*Excerpt:*
A lot has been made of the conceptual underpinnings of these sculptures: how
Sachs' sampling capitalist culture, remixing, dubbing and spitting it back out
again, so that the results are transformed and transforming. Equally, if not
more important, is his total embrace of "showing his work." All the steps that
led up to the end result are always on display. On a practical level, this
means that all seams, joints, screws or for that matter anything holding stuff
together, like foamcore and plywood, are left exposed. Nothing is erased,
sanded away, or rendered invisible. On a more philosophical level, this means
that nothing Sachs makes is ever finished. Like any good engineering project,
everything can always be stripped down, stripped out, redesigned and improved.

The reward for work is more work.

\--Mark van de Walle

------
otterpro
I found out about Tom Sachs because of Casey Neistat, as Casey worked for him
when he first came to NYC. He was the biggest mentor to Casey, and if you ever
watch Casey's Youtube video, you can see Tom's influence on everything, such
as his studio setup and his "analog" video style. Ultimately, Tom Sach has had
a great influence on Youtube, even though it was indirect. I believe Casey's
brother, Van, still works for Tom.

*Problems to work on:*
(a) According to the Tom Sachs excerpt, what is the reward for work?
(b) Write out the passage of the Tom Sachs excerpt between "A lot has been" and "redesigned and improved.", inclusive.
(c) Extend the Tom Sachs excerpt, picking up after its final sentence.
The data after this is separate from the Tom Sachs excerpt.

*Collected material:*
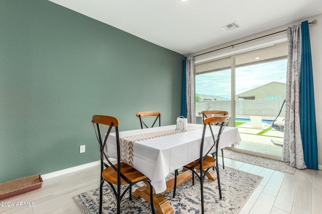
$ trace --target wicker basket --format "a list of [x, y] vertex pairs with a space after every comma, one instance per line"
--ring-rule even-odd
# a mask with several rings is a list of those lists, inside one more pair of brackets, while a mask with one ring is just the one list
[[0, 183], [0, 200], [41, 188], [39, 174]]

*Answers for the tasks:*
(a) More work.

(b)
A lot has been made of the conceptual underpinnings of these sculptures: how
Sachs' sampling capitalist culture, remixing, dubbing and spitting it back out
again, so that the results are transformed and transforming. Equally, if not
more important, is his total embrace of "showing his work." All the steps that
led up to the end result are always on display. On a practical level, this
means that all seams, joints, screws or for that matter anything holding stuff
together, like foamcore and plywood, are left exposed. Nothing is erased,
sanded away, or rendered invisible. On a more philosophical level, this means
that nothing Sachs makes is ever finished. Like any good engineering project,
everything can always be stripped down, stripped out, redesigned and improved.

(c)
------
ttflee
A must-see for those who loved this:

[https://www.youtube.com/watch?v=vFl31p89VCM&list=PL9DA5B1371...](https://www.youtube.com/watch?v=vFl31p89VCM&list=PL9DA5B137134D549B)

EDIT:

In case you need English translation:

[https://www.youtube.com/watch?v=qCpbBVthD7o&list=PL2FC1B24C6...](https://www.youtube.com/watch?v=qCpbBVthD7o&list=PL2FC1B24C6302A7EB)

------
LifeLiverTransp
Bullet 11) Forget all the compulsive controll freaks that are your bosses said
in the video. Think like management- ask yourself, is it efficient, to clean
up my workspace after me? Or could somebody else, somebody cheaper do it.
Outsource all the stupid stuff.

Buellet 12) Remove that idiotic video from youtube.

------
ken
I'm surprised at the backlash I see here. Doesn't your eye start twitching if
someone used the wrong number of spaces in a source file? This is coding style
for the physical world. This is far less oppressive than any "SCRUM" I've had
to deal with (or whatever the latest trendy name for XP is).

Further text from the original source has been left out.